__What to work on__.
Format the data from the line with "Query: teal dog life jacket" to the line with "Query: dog's black nose", both included, as a JSON list of strings with one string per line and blank lines omitted.

[Source records]
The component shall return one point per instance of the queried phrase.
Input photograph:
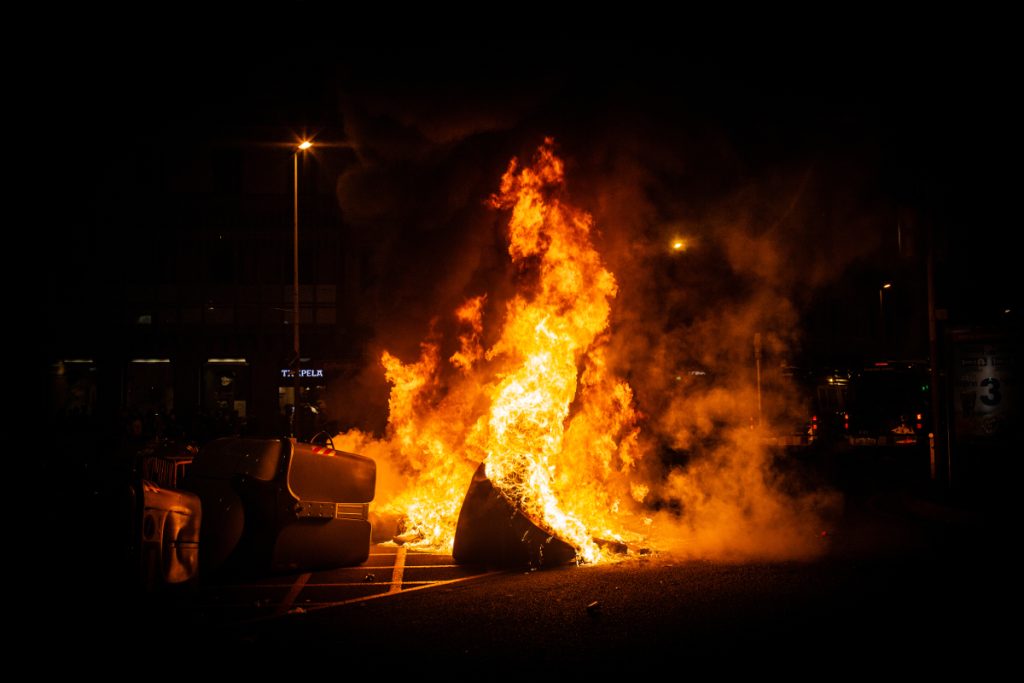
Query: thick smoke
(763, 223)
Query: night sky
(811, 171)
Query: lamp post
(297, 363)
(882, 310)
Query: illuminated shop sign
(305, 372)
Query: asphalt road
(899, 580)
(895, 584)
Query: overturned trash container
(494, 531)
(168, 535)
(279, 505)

* * *

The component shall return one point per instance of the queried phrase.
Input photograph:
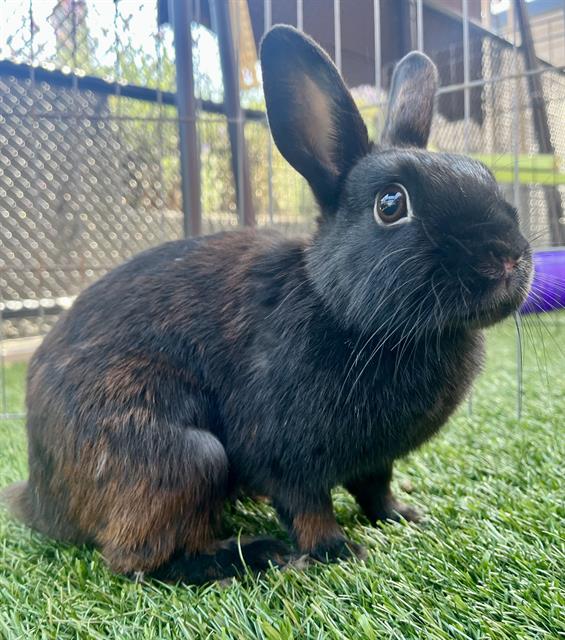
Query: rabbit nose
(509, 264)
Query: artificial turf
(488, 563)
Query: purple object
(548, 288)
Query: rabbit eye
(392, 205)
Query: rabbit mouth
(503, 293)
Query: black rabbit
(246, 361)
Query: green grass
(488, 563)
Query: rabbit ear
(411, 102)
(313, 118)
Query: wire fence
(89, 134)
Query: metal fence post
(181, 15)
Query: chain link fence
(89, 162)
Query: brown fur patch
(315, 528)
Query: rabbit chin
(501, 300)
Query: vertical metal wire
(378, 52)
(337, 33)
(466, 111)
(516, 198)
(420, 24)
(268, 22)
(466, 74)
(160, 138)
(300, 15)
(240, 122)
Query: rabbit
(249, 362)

* * *

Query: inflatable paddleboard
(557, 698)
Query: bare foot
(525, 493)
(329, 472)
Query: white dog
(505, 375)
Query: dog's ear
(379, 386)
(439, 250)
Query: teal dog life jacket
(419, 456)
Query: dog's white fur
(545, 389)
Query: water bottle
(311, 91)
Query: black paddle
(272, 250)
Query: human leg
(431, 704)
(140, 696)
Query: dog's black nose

__The answer__.
[
  "Query: teal dog life jacket",
  "(419, 456)",
  "Query: dog's white fur",
  "(545, 389)",
  "Query: water bottle",
  "(311, 91)",
  "Query: black paddle",
  "(272, 250)",
  "Query: human leg",
  "(431, 704)",
  "(140, 696)",
  "Query: dog's black nose"
]